→ Provided records:
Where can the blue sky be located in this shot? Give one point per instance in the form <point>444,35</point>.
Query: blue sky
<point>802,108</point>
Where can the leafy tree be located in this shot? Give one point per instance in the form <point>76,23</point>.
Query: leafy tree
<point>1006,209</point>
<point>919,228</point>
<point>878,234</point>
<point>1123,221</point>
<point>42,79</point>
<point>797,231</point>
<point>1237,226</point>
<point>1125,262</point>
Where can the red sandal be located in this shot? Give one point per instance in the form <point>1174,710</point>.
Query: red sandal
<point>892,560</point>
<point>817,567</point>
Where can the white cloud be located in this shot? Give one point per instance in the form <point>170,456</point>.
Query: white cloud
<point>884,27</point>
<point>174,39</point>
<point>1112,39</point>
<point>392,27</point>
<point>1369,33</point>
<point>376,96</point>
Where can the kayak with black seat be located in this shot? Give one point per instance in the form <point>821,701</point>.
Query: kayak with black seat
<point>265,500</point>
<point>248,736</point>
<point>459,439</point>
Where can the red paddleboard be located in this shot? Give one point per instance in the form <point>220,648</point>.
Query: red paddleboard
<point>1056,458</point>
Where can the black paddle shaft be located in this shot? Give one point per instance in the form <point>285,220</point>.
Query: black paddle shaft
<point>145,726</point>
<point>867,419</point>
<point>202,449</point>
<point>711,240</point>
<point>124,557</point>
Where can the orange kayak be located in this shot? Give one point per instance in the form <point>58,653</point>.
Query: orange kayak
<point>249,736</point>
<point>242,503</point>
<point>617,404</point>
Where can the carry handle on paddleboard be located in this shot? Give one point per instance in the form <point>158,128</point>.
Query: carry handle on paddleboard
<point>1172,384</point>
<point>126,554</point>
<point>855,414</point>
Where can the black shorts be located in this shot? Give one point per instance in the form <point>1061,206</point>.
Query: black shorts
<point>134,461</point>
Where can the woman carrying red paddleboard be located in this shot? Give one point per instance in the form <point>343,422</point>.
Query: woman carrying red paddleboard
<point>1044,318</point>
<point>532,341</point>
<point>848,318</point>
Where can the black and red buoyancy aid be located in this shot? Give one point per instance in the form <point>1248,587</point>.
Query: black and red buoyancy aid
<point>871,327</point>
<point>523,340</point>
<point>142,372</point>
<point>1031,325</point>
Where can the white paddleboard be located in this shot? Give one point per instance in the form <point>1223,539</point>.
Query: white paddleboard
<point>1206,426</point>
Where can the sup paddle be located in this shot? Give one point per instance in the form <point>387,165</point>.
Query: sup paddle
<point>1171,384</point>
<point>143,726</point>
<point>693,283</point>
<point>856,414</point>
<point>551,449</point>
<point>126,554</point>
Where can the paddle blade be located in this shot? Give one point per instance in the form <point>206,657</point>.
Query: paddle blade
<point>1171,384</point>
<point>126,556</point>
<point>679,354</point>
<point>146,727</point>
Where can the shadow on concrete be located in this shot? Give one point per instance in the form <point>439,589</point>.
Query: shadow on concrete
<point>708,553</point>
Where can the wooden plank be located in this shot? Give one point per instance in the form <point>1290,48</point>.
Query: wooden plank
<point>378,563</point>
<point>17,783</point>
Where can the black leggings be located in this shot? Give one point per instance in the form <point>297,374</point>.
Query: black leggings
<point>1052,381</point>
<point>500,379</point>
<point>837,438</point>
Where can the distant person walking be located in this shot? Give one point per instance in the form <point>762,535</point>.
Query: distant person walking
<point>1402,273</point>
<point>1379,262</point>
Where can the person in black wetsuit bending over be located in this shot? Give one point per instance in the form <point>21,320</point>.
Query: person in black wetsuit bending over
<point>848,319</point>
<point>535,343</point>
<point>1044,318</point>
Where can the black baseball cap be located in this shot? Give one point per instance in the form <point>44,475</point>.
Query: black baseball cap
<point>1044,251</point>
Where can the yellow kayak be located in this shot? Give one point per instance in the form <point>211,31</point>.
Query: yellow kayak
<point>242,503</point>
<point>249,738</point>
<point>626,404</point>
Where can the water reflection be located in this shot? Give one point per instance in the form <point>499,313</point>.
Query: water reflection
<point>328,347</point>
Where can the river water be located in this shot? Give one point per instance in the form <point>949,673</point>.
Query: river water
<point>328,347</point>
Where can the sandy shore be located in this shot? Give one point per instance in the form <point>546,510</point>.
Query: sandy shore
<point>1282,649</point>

→ Action item: In your response, give all the records again with nothing altered.

→ Completed exercise:
Where can the blue sky be located in this shot? Give one point per instance in the form <point>444,35</point>.
Query: blue sky
<point>802,108</point>
Where can the leafy tree be located in this shot? Give one point per instance in the form <point>76,23</point>.
Query: leafy tree
<point>1006,209</point>
<point>919,228</point>
<point>878,234</point>
<point>1123,221</point>
<point>42,79</point>
<point>797,231</point>
<point>1237,226</point>
<point>1125,262</point>
Where can the red sandal be located in this shot? Give one point per instance in the form <point>1174,710</point>.
Query: red sandal
<point>892,560</point>
<point>817,567</point>
Where can the white cloud be located in this shot? Give one point per instance in the form <point>170,456</point>.
Query: white cloud
<point>884,27</point>
<point>174,39</point>
<point>1112,39</point>
<point>392,27</point>
<point>1369,33</point>
<point>376,96</point>
Where can the kayak with black seat be located in this shot? Give one point per instance in the form <point>821,701</point>.
Query: kayak with black seat
<point>265,500</point>
<point>248,736</point>
<point>459,439</point>
Where can the red paddleboard be located in this shot? Give one point per instance in the form <point>220,648</point>.
Query: red paddleboard
<point>1056,458</point>
Where can the black paddle shaft be located in this shot? Give one point per instance in the form <point>285,220</point>.
Query: black paddle shaft
<point>145,726</point>
<point>867,419</point>
<point>202,449</point>
<point>711,240</point>
<point>124,557</point>
Where can the orange kayak be located in this shot? Give one point per instance in the form <point>58,653</point>.
Query: orange kayak
<point>249,736</point>
<point>242,503</point>
<point>617,404</point>
Where can the carry handle on paddleboard be located in this shot? Give one point per instance in the form <point>158,128</point>.
Query: carry handle on paddleboard
<point>1172,384</point>
<point>126,554</point>
<point>855,414</point>
Where can the black shorts be located in this shot? Give one point per instance in the form <point>1061,206</point>.
Query: black shorts
<point>134,461</point>
Where can the woman carrying red paddleboard be located in this shot? Give one point per instance in the form <point>343,422</point>.
Query: woman carrying red paddleboard
<point>1044,318</point>
<point>532,341</point>
<point>848,318</point>
Where can the black and red buoyancy aid be located in this shot? Give one point per instance in the form <point>1248,587</point>.
Query: black and red buoyancy aid
<point>871,327</point>
<point>523,340</point>
<point>142,372</point>
<point>1031,325</point>
Where can the white paddleboard be located in this shot? Give one point per instance in the form <point>1223,539</point>.
Query: white paddleboard
<point>1206,426</point>
Where can the sup paddle be located in this shot? Give one point per instance in the form <point>387,165</point>.
Query: sup paddle
<point>1171,384</point>
<point>143,726</point>
<point>693,283</point>
<point>856,414</point>
<point>551,449</point>
<point>126,554</point>
Where can the paddle blade be located in this shot? Give one point per instance in the form <point>206,657</point>.
Query: paddle blade
<point>1171,384</point>
<point>126,556</point>
<point>679,354</point>
<point>146,727</point>
Where can the shadow on concrete be located in this shot? Give one point per instance in the form <point>439,589</point>.
Query: shadow on concrete
<point>708,553</point>
Where can the wooden plank be located in this shot? Give one point per instance in the form <point>1290,48</point>.
Query: wooden plank
<point>378,563</point>
<point>17,783</point>
Where can the black leggings be located in this shot? Give one point per instance in the form <point>297,374</point>.
Query: black leggings
<point>1052,381</point>
<point>500,379</point>
<point>837,438</point>
Where can the distant person walking be located in this shot? Give one point per instance in the form <point>762,535</point>.
Query: distant person walking
<point>1402,273</point>
<point>1379,262</point>
Where can the person in black wetsuit bending over be located in this shot? Give one point per instance in the form <point>21,320</point>.
Query: person in black wetsuit bending over
<point>848,319</point>
<point>535,343</point>
<point>1044,318</point>
Where can the black baseball cap be located in this shot? Give one point per instance in the form <point>44,475</point>.
Query: black baseball cap
<point>1044,251</point>
Where can the yellow kayak be located in this shot? Give one point per instance in the form <point>211,31</point>.
Query: yellow kayak
<point>242,503</point>
<point>249,738</point>
<point>626,404</point>
Where can the water reflection be located in this shot? Give one point per instance in the form <point>499,313</point>.
Query: water reflection
<point>328,347</point>
Where can the river water be located in this shot? Give one point per instance in the form <point>949,673</point>.
Query: river water
<point>328,347</point>
Where can the sandy shore be located in this shot? Give one point per instance in the form <point>546,510</point>.
Query: sandy shore
<point>1282,649</point>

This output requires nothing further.